It is 1991 and it is the last year I worked with the Idaho Shakespeare Festival.

The season was a disaster.

The Artistic Director had either been fired or quit (can’t remember which) and no one was running the festival. Somehow the plays got rehearsed and up but it still feels like a miracle that anything got staged that year. One of the shows got shut down due to full frontal male nudity.

Can you imagine full frontal male nudity on an outdoor stage in Boise, Idaho?

The production in question was Wedekind’s Spring Awakening. I thought it was a good show and was pleased with the music I had composed for it but local church groups and a young Republican firebrand Attorney General made sure we awakened nowhere no-how. Like I said the season was a disaster.

I was now living in Seattle and commuting to Boise for the festival. The night before I was due to return home I couldn’t sleep.

A sound kept running through my head.
◇ ◇ ◇
**GIVEN REQUEST 1**
Count the lines of the records that contain the string "headscarf", and give only that number.
The passage on the 1991 festival season and the records are unrelated material.

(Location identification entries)
◇ ◇ ◇
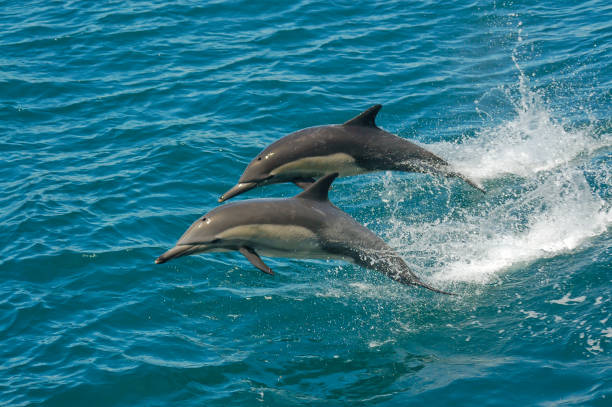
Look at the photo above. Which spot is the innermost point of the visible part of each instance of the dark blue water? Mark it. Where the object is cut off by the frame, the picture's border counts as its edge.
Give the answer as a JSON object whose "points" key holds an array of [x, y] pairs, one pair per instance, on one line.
{"points": [[122, 122]]}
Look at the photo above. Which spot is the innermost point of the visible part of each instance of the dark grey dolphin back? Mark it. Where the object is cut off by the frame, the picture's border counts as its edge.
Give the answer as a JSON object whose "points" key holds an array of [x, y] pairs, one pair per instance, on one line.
{"points": [[345, 237]]}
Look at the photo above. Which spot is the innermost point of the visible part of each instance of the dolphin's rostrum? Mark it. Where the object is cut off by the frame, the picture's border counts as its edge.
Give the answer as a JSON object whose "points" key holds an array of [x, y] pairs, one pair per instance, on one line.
{"points": [[307, 225], [355, 147]]}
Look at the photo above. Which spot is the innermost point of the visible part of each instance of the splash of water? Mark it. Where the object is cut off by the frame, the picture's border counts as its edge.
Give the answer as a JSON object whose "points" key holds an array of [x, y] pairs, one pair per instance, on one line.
{"points": [[540, 201]]}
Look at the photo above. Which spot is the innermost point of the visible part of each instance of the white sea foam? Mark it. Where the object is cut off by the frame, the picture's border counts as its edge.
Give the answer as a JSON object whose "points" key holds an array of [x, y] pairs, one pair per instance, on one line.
{"points": [[539, 202]]}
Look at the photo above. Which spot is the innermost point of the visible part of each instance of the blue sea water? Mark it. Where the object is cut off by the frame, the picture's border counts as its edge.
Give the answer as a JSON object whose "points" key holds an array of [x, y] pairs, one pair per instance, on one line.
{"points": [[123, 121]]}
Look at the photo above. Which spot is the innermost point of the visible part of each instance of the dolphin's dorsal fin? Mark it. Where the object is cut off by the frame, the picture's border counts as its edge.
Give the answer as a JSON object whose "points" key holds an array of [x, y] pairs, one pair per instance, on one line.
{"points": [[318, 190], [367, 118]]}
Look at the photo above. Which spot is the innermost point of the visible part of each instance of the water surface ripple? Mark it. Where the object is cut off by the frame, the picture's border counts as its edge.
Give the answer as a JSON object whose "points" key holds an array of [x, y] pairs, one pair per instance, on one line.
{"points": [[122, 122]]}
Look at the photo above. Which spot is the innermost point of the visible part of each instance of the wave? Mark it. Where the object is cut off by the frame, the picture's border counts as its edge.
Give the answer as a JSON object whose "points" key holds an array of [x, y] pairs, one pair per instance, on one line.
{"points": [[546, 195]]}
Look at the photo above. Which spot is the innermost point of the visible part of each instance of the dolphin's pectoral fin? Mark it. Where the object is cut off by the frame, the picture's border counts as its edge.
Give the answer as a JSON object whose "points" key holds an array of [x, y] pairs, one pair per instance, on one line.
{"points": [[255, 260], [304, 182], [318, 191]]}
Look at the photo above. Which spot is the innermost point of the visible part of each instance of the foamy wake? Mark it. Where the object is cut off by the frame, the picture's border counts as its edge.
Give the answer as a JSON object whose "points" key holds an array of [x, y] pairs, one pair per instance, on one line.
{"points": [[539, 202]]}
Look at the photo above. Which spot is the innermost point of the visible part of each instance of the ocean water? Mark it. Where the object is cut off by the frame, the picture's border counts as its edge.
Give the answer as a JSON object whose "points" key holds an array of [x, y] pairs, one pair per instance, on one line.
{"points": [[123, 121]]}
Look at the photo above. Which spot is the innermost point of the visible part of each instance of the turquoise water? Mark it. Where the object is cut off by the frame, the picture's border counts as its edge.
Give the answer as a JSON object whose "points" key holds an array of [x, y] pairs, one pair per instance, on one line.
{"points": [[122, 122]]}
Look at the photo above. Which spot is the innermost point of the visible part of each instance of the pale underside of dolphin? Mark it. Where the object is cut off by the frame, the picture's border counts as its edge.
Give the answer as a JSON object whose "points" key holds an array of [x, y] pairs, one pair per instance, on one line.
{"points": [[355, 147], [307, 225]]}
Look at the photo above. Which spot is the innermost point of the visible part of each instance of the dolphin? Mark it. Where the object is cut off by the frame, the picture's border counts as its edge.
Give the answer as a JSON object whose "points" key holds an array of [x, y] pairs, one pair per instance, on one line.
{"points": [[307, 225], [355, 147]]}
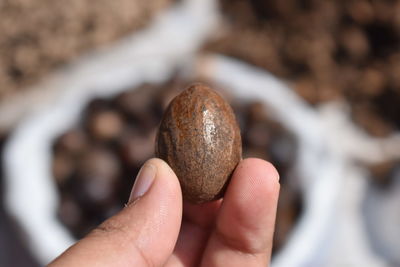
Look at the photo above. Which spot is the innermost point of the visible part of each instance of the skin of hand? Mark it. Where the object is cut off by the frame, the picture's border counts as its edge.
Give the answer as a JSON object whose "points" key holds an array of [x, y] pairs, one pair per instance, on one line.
{"points": [[157, 229]]}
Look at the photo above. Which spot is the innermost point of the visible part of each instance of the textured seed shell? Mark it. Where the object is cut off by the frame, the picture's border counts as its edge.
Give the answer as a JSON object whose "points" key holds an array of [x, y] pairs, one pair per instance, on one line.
{"points": [[200, 139]]}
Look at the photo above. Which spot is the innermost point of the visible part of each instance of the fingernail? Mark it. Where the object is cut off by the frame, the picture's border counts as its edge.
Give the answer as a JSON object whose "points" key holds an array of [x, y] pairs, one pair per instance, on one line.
{"points": [[143, 181]]}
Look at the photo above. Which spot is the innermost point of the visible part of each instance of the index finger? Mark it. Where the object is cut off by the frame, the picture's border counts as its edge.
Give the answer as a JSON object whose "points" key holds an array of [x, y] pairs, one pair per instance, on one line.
{"points": [[245, 224]]}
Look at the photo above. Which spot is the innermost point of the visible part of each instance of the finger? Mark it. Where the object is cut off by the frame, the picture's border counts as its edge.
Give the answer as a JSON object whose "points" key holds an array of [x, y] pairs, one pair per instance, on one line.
{"points": [[198, 221], [143, 233], [244, 227]]}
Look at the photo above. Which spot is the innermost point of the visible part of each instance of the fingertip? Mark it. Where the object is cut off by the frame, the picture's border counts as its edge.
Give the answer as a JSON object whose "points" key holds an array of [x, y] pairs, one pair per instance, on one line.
{"points": [[249, 207]]}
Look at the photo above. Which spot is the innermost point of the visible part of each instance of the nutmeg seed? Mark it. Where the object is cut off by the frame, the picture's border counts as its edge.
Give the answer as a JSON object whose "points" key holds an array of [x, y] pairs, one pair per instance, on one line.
{"points": [[200, 139]]}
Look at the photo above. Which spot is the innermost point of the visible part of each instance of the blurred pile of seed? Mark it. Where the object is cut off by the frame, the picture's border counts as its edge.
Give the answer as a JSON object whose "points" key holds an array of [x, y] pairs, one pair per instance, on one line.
{"points": [[95, 163], [346, 49], [38, 36]]}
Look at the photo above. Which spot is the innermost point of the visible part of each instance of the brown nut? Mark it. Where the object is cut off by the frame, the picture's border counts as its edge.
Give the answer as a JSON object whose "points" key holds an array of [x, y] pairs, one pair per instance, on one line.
{"points": [[200, 139]]}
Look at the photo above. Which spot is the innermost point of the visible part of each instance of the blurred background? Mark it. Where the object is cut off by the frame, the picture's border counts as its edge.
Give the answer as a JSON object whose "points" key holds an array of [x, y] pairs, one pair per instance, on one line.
{"points": [[339, 61]]}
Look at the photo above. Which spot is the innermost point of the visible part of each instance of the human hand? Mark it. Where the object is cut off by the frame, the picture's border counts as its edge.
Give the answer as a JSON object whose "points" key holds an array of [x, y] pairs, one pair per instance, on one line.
{"points": [[157, 229]]}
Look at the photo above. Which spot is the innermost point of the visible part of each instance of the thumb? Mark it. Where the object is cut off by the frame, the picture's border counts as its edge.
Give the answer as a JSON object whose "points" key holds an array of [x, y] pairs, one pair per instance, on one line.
{"points": [[144, 233]]}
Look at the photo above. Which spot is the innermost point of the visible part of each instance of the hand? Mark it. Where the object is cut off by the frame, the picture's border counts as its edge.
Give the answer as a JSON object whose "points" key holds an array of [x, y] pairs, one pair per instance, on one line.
{"points": [[150, 230]]}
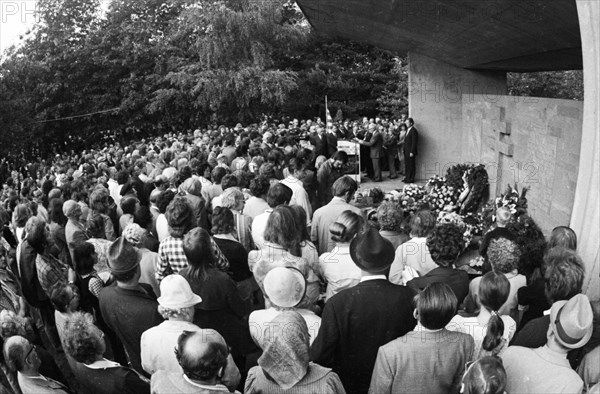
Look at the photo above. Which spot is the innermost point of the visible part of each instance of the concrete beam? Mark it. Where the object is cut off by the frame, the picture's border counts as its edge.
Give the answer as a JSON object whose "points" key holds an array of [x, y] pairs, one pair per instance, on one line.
{"points": [[585, 219]]}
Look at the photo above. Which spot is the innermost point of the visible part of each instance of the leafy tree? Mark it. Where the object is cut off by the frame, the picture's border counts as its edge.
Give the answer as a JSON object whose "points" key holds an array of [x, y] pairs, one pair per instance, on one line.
{"points": [[553, 84]]}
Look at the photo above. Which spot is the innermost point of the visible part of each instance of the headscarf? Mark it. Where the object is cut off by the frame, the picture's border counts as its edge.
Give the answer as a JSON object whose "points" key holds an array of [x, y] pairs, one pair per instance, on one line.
{"points": [[285, 345]]}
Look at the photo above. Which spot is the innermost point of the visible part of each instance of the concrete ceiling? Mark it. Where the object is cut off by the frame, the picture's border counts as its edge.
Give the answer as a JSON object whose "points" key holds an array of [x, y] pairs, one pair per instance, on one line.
{"points": [[509, 35]]}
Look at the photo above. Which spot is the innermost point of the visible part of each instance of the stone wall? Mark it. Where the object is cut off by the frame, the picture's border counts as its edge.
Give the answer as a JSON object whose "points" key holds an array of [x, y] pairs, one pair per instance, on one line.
{"points": [[530, 141], [436, 94]]}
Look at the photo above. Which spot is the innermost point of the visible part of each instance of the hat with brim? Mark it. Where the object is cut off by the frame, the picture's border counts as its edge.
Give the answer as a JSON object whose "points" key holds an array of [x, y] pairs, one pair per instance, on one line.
{"points": [[371, 252], [176, 293], [122, 256], [572, 321], [70, 207], [285, 286]]}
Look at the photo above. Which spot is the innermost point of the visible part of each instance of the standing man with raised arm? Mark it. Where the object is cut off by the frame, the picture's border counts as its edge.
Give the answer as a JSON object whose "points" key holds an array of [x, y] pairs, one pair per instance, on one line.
{"points": [[410, 151]]}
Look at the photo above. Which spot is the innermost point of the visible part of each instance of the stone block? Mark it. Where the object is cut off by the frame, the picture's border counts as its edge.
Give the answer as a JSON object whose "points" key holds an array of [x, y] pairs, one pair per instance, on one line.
{"points": [[569, 111], [556, 131]]}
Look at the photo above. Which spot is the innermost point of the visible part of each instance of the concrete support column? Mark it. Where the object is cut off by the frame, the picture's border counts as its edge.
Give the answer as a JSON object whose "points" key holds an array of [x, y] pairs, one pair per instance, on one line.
{"points": [[436, 94], [585, 219]]}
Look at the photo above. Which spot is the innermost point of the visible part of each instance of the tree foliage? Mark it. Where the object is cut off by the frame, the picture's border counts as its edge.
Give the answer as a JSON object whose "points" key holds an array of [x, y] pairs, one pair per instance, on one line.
{"points": [[164, 65], [553, 84]]}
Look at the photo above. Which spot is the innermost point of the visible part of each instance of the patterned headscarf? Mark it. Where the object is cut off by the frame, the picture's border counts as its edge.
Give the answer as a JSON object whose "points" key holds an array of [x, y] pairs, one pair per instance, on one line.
{"points": [[285, 345]]}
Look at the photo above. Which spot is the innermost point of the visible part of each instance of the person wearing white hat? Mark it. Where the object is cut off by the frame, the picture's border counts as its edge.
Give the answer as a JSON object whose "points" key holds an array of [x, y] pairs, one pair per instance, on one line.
{"points": [[285, 287], [176, 305], [546, 369]]}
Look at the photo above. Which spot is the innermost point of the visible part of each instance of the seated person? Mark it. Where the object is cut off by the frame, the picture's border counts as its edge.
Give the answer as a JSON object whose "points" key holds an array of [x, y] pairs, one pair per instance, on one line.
◇ ◇ ◇
**GIVEN REQUEST 2**
Output the stretch of the passage on the 1991 festival season from "It is 1991 and" through "I couldn’t sleep.", word for word.

**EXERCISE OUTPUT 1**
2

**EXERCISE OUTPUT 2**
It is 1991 and it is the last year I worked with the Idaho Shakespeare Festival.

The season was a disaster.

The Artistic Director had either been fired or quit (can’t remember which) and no one was running the festival. Somehow the plays got rehearsed and up but it still feels like a miracle that anything got staged that year. One of the shows got shut down due to full frontal male nudity.

Can you imagine full frontal male nudity on an outdoor stage in Boise, Idaho?

The production in question was Wedekind’s Spring Awakening. I thought it was a good show and was pleased with the music I had composed for it but local church groups and a young Republican firebrand Attorney General made sure we awakened nowhere no-how. Like I said the season was a disaster.

I was now living in Seattle and commuting to Boise for the festival. The night before I was due to return home I couldn’t sleep.